Output the data exactly, with every line intact.

§

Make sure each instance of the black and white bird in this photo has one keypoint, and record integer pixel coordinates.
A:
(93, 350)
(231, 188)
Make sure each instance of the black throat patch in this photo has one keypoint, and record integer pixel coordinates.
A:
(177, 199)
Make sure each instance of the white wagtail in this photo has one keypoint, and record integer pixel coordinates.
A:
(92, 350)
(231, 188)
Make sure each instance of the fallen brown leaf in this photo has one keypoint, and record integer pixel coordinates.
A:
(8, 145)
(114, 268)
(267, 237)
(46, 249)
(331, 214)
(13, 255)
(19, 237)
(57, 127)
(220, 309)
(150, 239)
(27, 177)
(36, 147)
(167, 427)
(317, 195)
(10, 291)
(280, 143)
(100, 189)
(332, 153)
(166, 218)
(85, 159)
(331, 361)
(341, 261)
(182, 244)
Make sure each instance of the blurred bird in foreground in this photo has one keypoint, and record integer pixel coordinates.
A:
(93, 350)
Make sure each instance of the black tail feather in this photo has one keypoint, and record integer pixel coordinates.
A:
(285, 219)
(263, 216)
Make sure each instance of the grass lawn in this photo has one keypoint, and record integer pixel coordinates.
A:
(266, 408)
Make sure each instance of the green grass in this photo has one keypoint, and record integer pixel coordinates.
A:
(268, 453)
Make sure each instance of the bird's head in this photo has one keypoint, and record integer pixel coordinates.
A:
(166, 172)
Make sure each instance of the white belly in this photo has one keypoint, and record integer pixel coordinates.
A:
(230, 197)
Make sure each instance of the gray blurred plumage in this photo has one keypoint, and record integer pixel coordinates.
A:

§

- WRITTEN RESPONSE -
Make sure each instance of the black and white bird in this photo has one keypoint, and record integer pixel coordinates.
A:
(93, 350)
(231, 188)
Make sure each instance of the black throat patch in this photo has one keypoint, and record integer pixel coordinates.
A:
(177, 199)
Make sure each instance of the white wagtail in this photo has one keypoint, and record integer pixel coordinates.
A:
(92, 350)
(231, 188)
Make sure each instance of the fallen brown leaf in this photo has one keypoint, and record integer pixel coordinates.
A:
(8, 145)
(114, 268)
(267, 237)
(46, 249)
(331, 214)
(13, 255)
(19, 237)
(57, 127)
(220, 309)
(150, 239)
(27, 177)
(36, 147)
(167, 427)
(317, 195)
(10, 291)
(280, 143)
(100, 189)
(332, 153)
(166, 218)
(85, 159)
(331, 361)
(341, 261)
(182, 244)
Make sure each instance of the blurred bird in foreground in this photo has one keypoint, and record integer pixel coordinates.
A:
(93, 350)
Make sure each instance of the black tail feather in this photo has one keypoint, and record integer pixel coordinates.
A:
(285, 219)
(263, 216)
Make sure each instance of the grass lawn in this photo has one keypoint, and record integer pixel coordinates.
A:
(266, 408)
Make sure each instance of the green grass in this photo has one keypoint, and record integer pixel coordinates.
A:
(268, 453)
Make sure each instance of the bird's head in this photo has one keypoint, and record integer pixel coordinates.
A:
(166, 172)
Make sure each instance of the white belly in this photo has one keypoint, and record integer pixel coordinates.
A:
(230, 197)
Make sure each instance of the gray blurred plumage in this photo has one keypoint, and record integer pixel coordinates.
A:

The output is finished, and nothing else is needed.